--- Begin ---

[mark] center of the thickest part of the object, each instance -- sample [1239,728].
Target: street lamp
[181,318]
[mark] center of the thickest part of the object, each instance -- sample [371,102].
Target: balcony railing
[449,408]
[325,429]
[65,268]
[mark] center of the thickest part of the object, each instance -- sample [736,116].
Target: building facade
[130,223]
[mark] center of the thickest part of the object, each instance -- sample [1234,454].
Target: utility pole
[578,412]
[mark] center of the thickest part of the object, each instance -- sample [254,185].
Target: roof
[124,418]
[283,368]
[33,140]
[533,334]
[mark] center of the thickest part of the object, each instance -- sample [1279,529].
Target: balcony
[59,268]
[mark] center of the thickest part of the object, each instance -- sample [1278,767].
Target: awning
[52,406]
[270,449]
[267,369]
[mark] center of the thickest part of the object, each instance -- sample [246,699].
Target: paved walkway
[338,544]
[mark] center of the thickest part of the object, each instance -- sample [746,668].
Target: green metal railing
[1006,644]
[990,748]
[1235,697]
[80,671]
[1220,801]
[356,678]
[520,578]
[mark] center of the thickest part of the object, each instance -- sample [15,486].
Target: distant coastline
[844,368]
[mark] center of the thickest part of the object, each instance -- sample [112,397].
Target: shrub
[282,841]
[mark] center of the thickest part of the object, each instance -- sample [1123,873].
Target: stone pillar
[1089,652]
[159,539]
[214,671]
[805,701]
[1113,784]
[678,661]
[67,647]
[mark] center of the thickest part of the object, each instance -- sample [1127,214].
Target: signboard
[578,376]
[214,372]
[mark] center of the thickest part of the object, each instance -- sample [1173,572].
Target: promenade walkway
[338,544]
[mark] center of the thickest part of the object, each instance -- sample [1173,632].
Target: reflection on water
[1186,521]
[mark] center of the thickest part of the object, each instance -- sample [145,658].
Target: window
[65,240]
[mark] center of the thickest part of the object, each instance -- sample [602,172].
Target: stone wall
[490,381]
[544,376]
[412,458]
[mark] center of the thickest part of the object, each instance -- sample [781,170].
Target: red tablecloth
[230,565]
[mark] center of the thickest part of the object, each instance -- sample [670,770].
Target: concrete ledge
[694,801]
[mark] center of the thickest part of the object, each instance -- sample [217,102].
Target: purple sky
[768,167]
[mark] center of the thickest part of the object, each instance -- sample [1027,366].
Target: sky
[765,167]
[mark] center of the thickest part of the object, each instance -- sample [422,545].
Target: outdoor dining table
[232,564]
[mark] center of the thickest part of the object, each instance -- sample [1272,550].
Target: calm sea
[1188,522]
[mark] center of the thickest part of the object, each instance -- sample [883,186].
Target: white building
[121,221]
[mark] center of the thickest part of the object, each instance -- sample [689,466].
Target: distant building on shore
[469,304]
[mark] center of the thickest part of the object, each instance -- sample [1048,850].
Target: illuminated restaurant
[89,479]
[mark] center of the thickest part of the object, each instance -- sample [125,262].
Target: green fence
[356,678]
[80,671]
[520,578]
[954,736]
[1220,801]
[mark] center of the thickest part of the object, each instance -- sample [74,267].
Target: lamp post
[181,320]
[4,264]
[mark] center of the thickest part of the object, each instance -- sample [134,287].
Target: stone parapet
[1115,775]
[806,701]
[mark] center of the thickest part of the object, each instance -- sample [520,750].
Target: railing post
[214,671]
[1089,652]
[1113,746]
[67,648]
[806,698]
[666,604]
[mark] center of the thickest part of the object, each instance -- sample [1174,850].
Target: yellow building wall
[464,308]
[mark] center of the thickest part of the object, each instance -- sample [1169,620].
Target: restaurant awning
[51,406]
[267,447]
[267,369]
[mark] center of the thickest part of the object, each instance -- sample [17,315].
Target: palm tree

--- End ---

_THE PROBLEM:_ Write out all of the records above again, swapping every "thickest" for "widest" and leaving everything else the same.

_CORRECT ANSWER:_
[mark] center of the widest part of the object, each instance -- sample [1239,728].
Target: street lamp
[181,318]
[mark] center of the widest part of the object, each instance -- sample [371,102].
Target: balcony railing
[449,408]
[325,429]
[65,268]
[mark] center of the widest part of the object, each instance -- sample [736,116].
Target: building facade
[130,223]
[mark] center of the widest part of the object, each instance -- sample [1234,454].
Target: utility pole
[578,412]
[mark] center of the widest part of the object, each instance -- sample [254,185].
Target: roof
[124,418]
[283,368]
[33,140]
[533,334]
[mark] center of the widest part of the object, each instance -- sample [1279,529].
Target: balcony
[59,268]
[mark] center of the widest part of the object, each instance -- sample [1278,767].
Target: awning
[52,406]
[270,449]
[267,369]
[mark] center of the widest part of the object, each instance -- sample [246,699].
Target: paved walkway
[338,544]
[mark] center of the widest part of the object, each instance -- sample [746,668].
Target: green metal railing
[1006,644]
[990,748]
[1235,697]
[80,671]
[1220,801]
[356,678]
[520,578]
[mark] center of the widest part of the object, each instance -- sample [15,486].
Target: distant coastline
[844,368]
[mark] center of the widest part of the object, each instance -- sample [112,397].
Target: shrub
[282,841]
[mark] center of the widest part of the object, each instance -- sample [1123,873].
Target: stone pillar
[1089,652]
[159,539]
[214,671]
[805,701]
[1113,784]
[678,661]
[67,647]
[mark] center of the widest part of the object, each instance -- sample [1127,214].
Target: signboard
[578,376]
[214,372]
[mark] center of the widest part of the object, each instance -- sample [1173,572].
Target: promenade walkway
[338,544]
[mark] center of the widest part of the object, each instance -- sample [1173,632].
Target: reflection on water
[1186,521]
[mark] center of the widest part of the object, each instance -- sample [145,658].
Target: window
[65,240]
[mark] center of the widest part of the object, each instance -- sample [602,172].
Target: stone wall
[490,381]
[544,376]
[412,458]
[mark] center of the widest part of the object, each instance -- sample [781,170].
Target: red tablecloth
[230,565]
[mark] center of the widest part of the object, each instance -- sample [670,770].
Target: concrete ledge
[694,801]
[mark] center of the widest part of the object, each instance -- sample [217,102].
Target: purple sky
[768,167]
[mark] center of the widest part of the object, each instance -- sample [1027,366].
Target: sky
[765,167]
[mark] center of the widest part of the object, each instance -- sample [422,545].
Target: outdoor dining table
[232,564]
[mark] center of the widest part of the object, each instance -- sample [1272,550].
Target: calm sea
[1188,522]
[mark] center of the widest part of the object, each instance -- sample [883,186].
Target: white building
[121,221]
[mark] center of the widest part of the object, each instance -- sample [689,466].
Target: distant building on shore
[469,304]
[mark] center of the widest part of the object, each instance -- sample [1048,850].
Target: illuminated restaurant
[89,479]
[mark] center of the widest part of the object, each instance -- sample [125,262].
Target: green fence
[356,678]
[80,671]
[520,578]
[954,736]
[1220,801]
[mark] center of the widest part of the object, each instance -- sample [74,267].
Target: lamp post
[181,320]
[4,264]
[mark] center of the widest part of the object, each instance -- sample [134,287].
Target: stone parapet
[1115,775]
[806,701]
[mark] center of the widest part of the object, each instance -- sample [520,750].
Target: railing post
[214,671]
[1089,652]
[1113,746]
[67,648]
[806,698]
[666,604]
[mark] center of the widest part of the object, each instance -- sample [1174,850].
Target: yellow building wall
[464,308]
[mark] center of the widest part of the object, each instance -- sample [1169,620].
Target: restaurant awning
[51,406]
[267,447]
[267,369]
[mark] center of the widest part of the object, each instance -- sample [17,315].
Target: palm tree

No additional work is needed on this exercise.